-------- Texte

Le marché suisse des actions a-t-il encore un potentiel haussier?

Les actions suisses ont déçu au premier semestre. La performance très négative de l’indice phare, le SMI, le montre bien. Mais si l’on tient compte de la composition particulière du marché suisse des actions, on arrive à une conclusion plus nuancée. Quant aux trois poids lourds de la cote, Nestlé, Roche et Novartis, il faut les évaluer à part en ce qui concerne l’évolution sur le reste de l’année.

Le marché suisse des actions avait pourtant bien commencé l’année boursière. Euphorique et encore sur son élan de l’an dernier, le Swiss Market Index (SMI) a franchi un record (à 9616 points le 24 janvier) déjà tout au début de l’année. Passer le seuil des 10 000 points ne semblait alors plus qu’une question de temps. Mais l’ambiance sur les marchés financiers s’est subitement dégradée dès la fin janvier. En l’espace de deux semaines, la volatilité s’est envolée à la bourse suisse et le marché des actions a subi une correction de 10%. Il ne s’en est remis durablement que vers le milieu de l’année. Quelles sont donc les raisons de cette mauvaise passe des titres suisses à dividendes, en particulier par rapport à d’autres marchés des actions?

En début d’année, les perspectives demeuraient idéales pour la conjoncture mondiale, soutenues par les réductions d’impôt des entreprises américaines. Mais les investisseurs gâtés par le succès n’ont pas tardé à connaître de premiers soucis. D’une part, les investisseurs voudraient savoir quand la politique monétaire des banques centrales européennes deviendra plus restrictive, alors que les États-Unis, eux, connaissent un cycle de relèvement des taux d’intérêt depuis déjà deux ans. L’abandon de la politique de l’argent bon marché à un moment inopportun pourrait faire caler le moteur économique et peser sur les prix des actions. D’autre part, le conflit commercial entre les États-Unis et le reste du monde risque de dégénérer.

L’économie mondiale souffrirait beaucoup de l’introduction de nouveaux droits de douane massifs par les parties prenantes.

Par ailleurs, l’endettement élevé des États périphériques de la zone euro n’est toujours pas résolu et se rappelle de temps au temps au bon souvenir des investisseurs sous la forme d’une forte hausse subite des suppléments de rendement sur les obligations souveraines. Le dernier exemple en date à cet égard est l’Italie, où la formation d’un gouvernement a pris des allures de casse-tête.

----------------

== Tâche demandée ==
Recopiez mot pour mot le passage du texte ci-dessus sur le marché suisse des actions qui commence à "Le marché suisse des actions avait" et se termine à "marchés des actions?".

-------- Extraits de lignes

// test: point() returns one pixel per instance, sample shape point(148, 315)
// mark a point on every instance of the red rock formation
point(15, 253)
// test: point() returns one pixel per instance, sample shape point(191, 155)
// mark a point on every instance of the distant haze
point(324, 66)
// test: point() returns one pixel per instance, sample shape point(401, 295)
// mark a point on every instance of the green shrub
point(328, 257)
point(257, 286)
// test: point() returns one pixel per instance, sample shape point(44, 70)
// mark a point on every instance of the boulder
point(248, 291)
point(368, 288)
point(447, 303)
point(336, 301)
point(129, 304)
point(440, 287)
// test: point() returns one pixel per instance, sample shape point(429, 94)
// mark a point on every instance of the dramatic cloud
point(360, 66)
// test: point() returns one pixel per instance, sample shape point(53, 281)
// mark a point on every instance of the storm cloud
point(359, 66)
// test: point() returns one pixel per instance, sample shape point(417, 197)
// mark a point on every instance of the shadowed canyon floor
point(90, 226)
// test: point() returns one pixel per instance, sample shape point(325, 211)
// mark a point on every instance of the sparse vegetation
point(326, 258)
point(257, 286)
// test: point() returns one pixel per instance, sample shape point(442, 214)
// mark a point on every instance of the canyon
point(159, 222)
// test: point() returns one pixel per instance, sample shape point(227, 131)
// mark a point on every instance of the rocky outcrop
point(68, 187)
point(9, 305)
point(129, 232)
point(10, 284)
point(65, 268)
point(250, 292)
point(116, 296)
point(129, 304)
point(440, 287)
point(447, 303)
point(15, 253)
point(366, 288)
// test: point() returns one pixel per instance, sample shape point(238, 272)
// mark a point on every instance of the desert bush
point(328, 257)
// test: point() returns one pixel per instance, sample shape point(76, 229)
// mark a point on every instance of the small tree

----------------

== Réponse écrite ==
Le marché suisse des actions avait pourtant bien commencé l’année boursière. Euphorique et encore sur son élan de l’an dernier, le Swiss Market Index (SMI) a franchi un record (à 9616 points le 24 janvier) déjà tout au début de l’année. Passer le seuil des 10 000 points ne semblait alors plus qu’une question de temps. Mais l’ambiance sur les marchés financiers s’est subitement dégradée dès la fin janvier. En l’espace de deux semaines, la volatilité s’est envolée à la bourse suisse et le marché des actions a subi une correction de 10%. Il ne s’en est remis durablement que vers le milieu de l’année. Quelles sont donc les raisons de cette mauvaise passe des titres suisses à dividendes, en particulier par rapport à d’autres marchés des actions?